Nothing but the lines from the one containing "Annotate the birch" to the end of the records that follow should be transcribed, each exactly, with the pictures left out.

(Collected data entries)
== == ==
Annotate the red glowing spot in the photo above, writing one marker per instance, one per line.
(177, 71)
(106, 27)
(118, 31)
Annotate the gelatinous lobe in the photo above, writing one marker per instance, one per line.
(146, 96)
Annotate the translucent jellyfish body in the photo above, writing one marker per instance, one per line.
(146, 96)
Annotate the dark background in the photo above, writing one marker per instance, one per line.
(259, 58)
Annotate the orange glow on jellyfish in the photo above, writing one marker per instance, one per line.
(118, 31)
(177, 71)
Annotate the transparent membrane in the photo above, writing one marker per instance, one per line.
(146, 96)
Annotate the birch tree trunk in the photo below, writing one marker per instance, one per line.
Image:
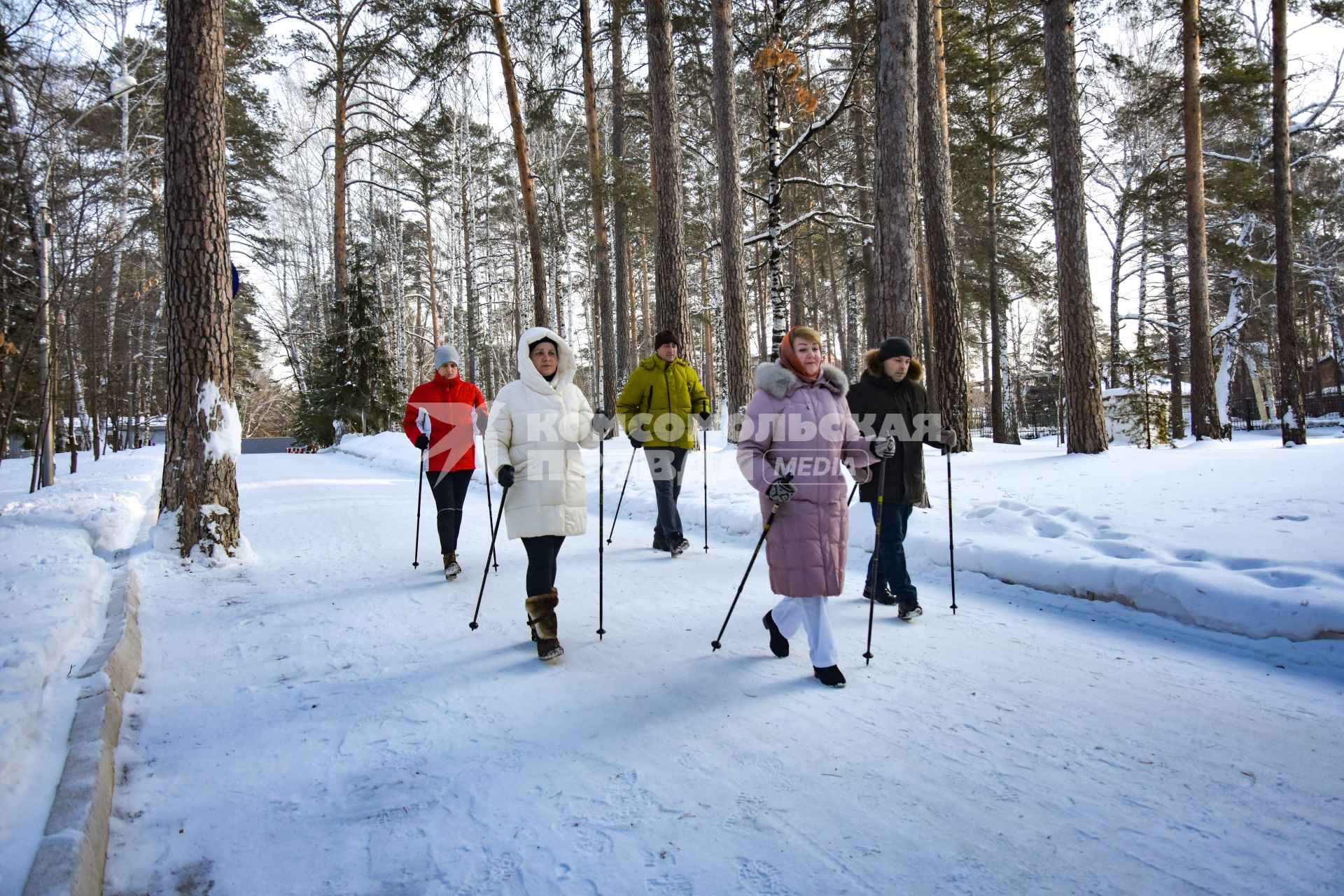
== == ==
Solution to the exercise
Annotate the birch tree trunk in the photo below, writing one marker per instance, one per line.
Image:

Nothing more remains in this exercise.